====== Information given
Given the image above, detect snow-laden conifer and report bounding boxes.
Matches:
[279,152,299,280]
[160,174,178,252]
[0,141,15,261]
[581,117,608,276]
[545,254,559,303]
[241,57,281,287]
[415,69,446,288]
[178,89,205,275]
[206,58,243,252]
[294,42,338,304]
============
▸ **What to produce**
Reproduce the items above with "snow-laden conifer" replaced by "snow-covered evergreen", leaving every other part unchanged.

▸ **Solution to this problem**
Given the image above, detect snow-covered evergreen and report bounding boxes.
Matches:
[279,152,299,280]
[160,174,178,252]
[0,141,15,261]
[581,117,608,276]
[545,254,559,303]
[241,57,281,287]
[415,69,446,288]
[178,89,205,275]
[206,58,243,252]
[294,42,338,304]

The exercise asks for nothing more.